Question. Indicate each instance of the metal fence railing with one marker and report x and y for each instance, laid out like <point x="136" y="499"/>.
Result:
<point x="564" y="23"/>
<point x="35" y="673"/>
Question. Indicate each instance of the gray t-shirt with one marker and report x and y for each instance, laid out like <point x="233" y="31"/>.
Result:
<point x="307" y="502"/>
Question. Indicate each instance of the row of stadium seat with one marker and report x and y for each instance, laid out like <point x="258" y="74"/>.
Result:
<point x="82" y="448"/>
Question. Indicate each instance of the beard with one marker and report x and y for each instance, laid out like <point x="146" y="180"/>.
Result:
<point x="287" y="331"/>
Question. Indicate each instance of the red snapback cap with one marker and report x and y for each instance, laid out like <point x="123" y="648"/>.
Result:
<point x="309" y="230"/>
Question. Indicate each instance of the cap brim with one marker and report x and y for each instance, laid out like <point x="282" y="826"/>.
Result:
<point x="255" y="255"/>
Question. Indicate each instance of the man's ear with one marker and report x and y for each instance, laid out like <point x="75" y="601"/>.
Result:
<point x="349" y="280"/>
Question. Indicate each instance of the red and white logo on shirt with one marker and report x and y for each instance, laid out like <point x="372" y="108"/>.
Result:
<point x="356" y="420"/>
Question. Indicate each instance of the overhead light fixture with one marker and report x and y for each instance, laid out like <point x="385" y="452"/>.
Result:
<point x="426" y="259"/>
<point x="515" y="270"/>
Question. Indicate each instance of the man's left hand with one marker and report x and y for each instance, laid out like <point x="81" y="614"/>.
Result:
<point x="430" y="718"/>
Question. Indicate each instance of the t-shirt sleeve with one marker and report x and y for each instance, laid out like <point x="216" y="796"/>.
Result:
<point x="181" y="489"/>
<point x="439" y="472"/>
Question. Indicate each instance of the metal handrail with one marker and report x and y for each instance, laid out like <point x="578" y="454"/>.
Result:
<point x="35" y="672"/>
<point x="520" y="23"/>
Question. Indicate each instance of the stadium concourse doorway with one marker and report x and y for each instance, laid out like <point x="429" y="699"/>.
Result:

**Given instruction**: Pull out every line of the data above and reproduce each one word for word, without any changes.

**In response**:
Question. Indicate each instance of the metal fence railing with one marker and report x and y for each instance, laid out like <point x="136" y="499"/>.
Result:
<point x="564" y="23"/>
<point x="35" y="673"/>
Question. Indicate each instance of the gray t-shirt with one marker and report x and y for each instance, laid out like <point x="233" y="31"/>.
Result:
<point x="307" y="502"/>
Question. Indicate each instance of the row of stadium seat with one marker and report x and y for each instance, laid out like <point x="258" y="74"/>.
Result:
<point x="82" y="448"/>
Question. Indicate each instance of the beard with one marker and report x and y for each instance, laid out like <point x="146" y="180"/>.
Result:
<point x="287" y="331"/>
Question. Indicate each instance of the red snapback cap with one marker and report x and y for each instance, laid out like <point x="123" y="648"/>.
Result:
<point x="309" y="230"/>
Question. Indicate each instance of the cap brim with one marker and report x and y for each instance, laid out like <point x="282" y="826"/>.
Result:
<point x="255" y="255"/>
Question. Indicate each instance of the man's ear with one marker and report x and y for each instance, laid out like <point x="75" y="601"/>.
Result:
<point x="349" y="280"/>
Question. Indicate each instance of the red and white logo on shirt with one marker and report x and y for each instance, laid out like <point x="372" y="108"/>.
Result:
<point x="356" y="420"/>
Question. Indicate each instance of the overhead light fixture with one marker and report x and y for each instance, laid out like <point x="385" y="452"/>.
Result:
<point x="426" y="259"/>
<point x="515" y="270"/>
Question. Indicate each instance of the man's left hand with one marker and report x and y for each instance, laid out like <point x="81" y="614"/>.
Result:
<point x="430" y="718"/>
Question. Indicate each instance of the t-shirt sleeve with one marker and report x and y for each instance, laid out like <point x="216" y="796"/>.
Result:
<point x="181" y="489"/>
<point x="439" y="472"/>
Question. Indicate each instance of the metal handrail with one marker and report x and y for each instance, laid out like <point x="578" y="454"/>.
Result:
<point x="35" y="672"/>
<point x="520" y="23"/>
Question. Indicate each instance of the stadium concourse doorway with one marker and report x and y for each instance, laid out like <point x="429" y="699"/>.
Result:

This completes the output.